*** GIVEN INFORMATION

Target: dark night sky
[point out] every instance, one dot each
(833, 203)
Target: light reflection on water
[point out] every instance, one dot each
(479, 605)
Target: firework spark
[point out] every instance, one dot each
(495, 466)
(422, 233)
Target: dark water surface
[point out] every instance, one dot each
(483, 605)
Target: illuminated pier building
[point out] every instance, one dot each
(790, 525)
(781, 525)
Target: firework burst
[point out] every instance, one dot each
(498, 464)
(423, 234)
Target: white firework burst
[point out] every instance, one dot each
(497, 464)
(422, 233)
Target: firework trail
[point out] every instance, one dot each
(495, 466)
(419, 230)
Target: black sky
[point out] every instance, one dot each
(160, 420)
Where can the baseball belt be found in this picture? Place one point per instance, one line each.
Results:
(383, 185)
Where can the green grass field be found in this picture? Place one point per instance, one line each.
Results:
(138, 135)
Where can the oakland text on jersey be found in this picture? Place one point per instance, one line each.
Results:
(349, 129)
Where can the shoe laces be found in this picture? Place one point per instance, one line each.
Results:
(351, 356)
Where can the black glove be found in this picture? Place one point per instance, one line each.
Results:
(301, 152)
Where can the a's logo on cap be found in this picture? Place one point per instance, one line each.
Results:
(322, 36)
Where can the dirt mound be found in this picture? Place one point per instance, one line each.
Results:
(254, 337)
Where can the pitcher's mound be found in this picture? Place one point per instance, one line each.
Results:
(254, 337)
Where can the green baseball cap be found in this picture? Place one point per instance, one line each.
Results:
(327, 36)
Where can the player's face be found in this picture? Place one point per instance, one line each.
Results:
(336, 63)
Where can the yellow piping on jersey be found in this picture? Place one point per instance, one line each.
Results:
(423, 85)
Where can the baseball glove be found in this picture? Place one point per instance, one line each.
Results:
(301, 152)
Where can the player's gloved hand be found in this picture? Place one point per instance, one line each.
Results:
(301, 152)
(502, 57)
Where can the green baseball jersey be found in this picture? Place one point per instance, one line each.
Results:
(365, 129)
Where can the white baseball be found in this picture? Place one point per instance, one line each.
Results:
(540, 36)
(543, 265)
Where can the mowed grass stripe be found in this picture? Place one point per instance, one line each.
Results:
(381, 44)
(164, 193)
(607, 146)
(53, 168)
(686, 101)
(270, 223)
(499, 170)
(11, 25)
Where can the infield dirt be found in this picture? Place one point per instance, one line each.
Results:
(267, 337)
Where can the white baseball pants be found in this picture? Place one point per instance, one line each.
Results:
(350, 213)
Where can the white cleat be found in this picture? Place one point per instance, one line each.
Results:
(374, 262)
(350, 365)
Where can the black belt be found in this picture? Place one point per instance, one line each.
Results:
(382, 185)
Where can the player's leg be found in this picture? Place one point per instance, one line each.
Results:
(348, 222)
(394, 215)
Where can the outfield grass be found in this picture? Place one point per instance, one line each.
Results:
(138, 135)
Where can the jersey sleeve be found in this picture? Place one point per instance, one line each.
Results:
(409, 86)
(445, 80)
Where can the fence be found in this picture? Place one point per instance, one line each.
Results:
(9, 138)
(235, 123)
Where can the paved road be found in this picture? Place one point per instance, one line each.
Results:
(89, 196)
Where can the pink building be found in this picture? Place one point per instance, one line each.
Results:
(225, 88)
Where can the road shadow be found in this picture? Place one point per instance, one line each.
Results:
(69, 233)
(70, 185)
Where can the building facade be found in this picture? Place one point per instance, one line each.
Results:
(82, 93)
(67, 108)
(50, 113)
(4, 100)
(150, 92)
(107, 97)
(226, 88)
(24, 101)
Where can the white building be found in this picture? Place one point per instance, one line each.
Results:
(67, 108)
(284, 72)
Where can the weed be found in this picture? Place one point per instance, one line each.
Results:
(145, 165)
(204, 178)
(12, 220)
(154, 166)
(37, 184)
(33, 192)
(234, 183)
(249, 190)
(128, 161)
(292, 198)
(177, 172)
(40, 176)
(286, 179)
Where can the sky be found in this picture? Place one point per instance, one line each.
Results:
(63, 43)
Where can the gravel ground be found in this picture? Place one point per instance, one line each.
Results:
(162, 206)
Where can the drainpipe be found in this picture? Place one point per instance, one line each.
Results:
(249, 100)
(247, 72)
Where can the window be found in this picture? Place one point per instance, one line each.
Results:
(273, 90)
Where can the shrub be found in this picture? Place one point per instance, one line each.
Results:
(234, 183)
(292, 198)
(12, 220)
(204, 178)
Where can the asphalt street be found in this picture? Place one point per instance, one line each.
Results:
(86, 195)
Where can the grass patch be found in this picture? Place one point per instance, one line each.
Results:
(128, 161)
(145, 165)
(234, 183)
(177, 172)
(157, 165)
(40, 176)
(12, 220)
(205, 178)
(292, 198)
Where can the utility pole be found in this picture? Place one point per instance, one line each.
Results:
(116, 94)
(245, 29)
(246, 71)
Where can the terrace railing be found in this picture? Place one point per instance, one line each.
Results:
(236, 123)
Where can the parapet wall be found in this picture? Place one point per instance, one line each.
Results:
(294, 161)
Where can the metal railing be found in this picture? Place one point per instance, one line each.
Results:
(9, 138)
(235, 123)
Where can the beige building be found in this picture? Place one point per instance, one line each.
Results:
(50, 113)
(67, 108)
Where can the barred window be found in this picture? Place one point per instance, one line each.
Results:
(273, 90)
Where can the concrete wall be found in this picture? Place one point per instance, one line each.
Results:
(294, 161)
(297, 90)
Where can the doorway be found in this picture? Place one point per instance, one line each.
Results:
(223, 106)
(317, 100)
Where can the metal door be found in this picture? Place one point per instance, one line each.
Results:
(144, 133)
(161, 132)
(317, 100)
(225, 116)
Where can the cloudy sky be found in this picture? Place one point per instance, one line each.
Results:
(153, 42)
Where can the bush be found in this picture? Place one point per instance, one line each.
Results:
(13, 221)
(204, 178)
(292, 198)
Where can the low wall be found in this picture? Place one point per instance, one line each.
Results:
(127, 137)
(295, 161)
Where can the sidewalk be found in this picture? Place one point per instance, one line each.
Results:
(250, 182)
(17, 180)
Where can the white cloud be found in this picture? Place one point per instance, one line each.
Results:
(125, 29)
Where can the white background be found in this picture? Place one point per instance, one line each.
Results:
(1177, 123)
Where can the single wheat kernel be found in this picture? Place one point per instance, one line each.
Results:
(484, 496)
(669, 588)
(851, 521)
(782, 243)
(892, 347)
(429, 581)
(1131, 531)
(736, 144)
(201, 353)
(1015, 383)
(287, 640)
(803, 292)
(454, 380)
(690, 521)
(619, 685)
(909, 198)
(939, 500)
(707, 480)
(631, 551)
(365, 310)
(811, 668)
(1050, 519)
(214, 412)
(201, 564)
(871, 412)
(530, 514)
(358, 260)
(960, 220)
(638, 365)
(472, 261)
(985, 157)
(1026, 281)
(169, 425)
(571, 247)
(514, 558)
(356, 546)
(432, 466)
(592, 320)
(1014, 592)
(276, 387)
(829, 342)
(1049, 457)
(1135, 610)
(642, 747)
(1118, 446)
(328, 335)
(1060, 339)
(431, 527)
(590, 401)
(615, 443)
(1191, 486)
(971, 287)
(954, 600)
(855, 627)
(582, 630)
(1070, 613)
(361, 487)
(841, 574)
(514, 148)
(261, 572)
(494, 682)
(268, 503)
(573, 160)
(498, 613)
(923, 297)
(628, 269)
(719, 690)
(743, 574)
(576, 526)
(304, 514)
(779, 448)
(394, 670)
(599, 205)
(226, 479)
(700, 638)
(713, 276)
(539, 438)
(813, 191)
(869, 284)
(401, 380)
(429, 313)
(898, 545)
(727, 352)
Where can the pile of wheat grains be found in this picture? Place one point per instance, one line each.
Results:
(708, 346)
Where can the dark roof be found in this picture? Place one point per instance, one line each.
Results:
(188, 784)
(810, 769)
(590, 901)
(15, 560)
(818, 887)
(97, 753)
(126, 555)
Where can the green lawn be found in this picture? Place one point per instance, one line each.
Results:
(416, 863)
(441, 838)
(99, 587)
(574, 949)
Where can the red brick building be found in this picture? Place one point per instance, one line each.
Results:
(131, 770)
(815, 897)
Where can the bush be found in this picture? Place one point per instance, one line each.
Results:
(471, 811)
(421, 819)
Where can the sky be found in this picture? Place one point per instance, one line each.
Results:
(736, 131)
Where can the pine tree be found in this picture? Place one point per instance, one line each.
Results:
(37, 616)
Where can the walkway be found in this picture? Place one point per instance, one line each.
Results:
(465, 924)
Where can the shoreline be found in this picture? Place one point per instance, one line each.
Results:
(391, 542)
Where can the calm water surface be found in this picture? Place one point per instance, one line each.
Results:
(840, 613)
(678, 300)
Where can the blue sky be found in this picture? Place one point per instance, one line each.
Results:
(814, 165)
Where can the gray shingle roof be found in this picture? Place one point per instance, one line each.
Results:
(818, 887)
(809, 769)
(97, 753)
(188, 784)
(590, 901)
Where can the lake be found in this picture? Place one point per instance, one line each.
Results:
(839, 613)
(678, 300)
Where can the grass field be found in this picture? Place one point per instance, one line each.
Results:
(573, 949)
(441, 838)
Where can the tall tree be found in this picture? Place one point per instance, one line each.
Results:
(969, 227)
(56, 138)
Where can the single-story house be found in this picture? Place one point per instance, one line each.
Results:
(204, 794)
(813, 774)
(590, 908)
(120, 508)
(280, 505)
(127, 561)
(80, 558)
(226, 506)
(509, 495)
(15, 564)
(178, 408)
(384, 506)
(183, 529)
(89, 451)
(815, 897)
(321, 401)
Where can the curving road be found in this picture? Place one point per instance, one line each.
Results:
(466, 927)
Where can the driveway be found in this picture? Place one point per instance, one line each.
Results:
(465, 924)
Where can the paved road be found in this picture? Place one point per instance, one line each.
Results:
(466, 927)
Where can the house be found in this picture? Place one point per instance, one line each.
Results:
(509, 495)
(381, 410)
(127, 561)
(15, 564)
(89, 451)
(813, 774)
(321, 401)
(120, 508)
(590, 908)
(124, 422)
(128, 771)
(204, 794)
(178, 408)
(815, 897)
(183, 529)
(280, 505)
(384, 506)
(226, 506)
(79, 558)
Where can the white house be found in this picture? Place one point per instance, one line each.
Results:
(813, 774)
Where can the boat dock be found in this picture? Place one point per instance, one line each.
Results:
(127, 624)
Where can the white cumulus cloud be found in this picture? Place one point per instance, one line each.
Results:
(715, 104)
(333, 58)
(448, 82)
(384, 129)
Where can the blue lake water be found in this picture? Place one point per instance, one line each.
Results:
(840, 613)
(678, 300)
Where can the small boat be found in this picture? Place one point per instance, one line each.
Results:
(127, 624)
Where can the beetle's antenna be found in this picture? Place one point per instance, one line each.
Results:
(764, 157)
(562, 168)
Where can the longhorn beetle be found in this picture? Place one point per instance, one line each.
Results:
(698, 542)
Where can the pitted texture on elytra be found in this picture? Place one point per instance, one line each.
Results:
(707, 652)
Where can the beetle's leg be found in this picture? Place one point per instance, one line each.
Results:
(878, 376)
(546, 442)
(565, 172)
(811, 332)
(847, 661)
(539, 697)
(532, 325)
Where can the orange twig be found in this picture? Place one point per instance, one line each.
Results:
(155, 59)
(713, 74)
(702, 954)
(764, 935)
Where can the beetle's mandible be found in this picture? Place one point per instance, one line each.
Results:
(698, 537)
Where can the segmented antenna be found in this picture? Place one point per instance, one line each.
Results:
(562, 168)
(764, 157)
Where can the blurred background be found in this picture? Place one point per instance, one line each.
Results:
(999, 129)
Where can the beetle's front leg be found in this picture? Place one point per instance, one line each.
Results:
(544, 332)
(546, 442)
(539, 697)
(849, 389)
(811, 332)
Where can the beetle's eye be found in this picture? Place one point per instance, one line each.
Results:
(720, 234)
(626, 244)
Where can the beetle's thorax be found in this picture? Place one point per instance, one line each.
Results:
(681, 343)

******

■ EXERCISE: Beginning at the line where "Where can the beetle's mandible" appears, extract each line through the end of the data above; keep them exact and include nothing else.

■ RESULT FOR THIS TASK:
Where can the beetle's mandible be found in this picture? Place one point per instance, one line each.
Results:
(698, 537)
Where can the segmented antenna be found in this picture? Place one point per instance, one line each.
Results:
(562, 168)
(764, 157)
Where can the blurred background be found in this picture? Place one point per instance, one line each.
Results:
(999, 129)
Where can the beetle's front leg be found in this picture? Place one point per instance, one line each.
Results:
(544, 332)
(546, 442)
(539, 697)
(849, 389)
(811, 332)
Where can the beetle's eye be found in this picture? Place one point per instance, one line each.
Results:
(720, 234)
(626, 244)
Where can the beetle's thorax be found in this picture? Place one point per instance, one line each.
Results:
(681, 343)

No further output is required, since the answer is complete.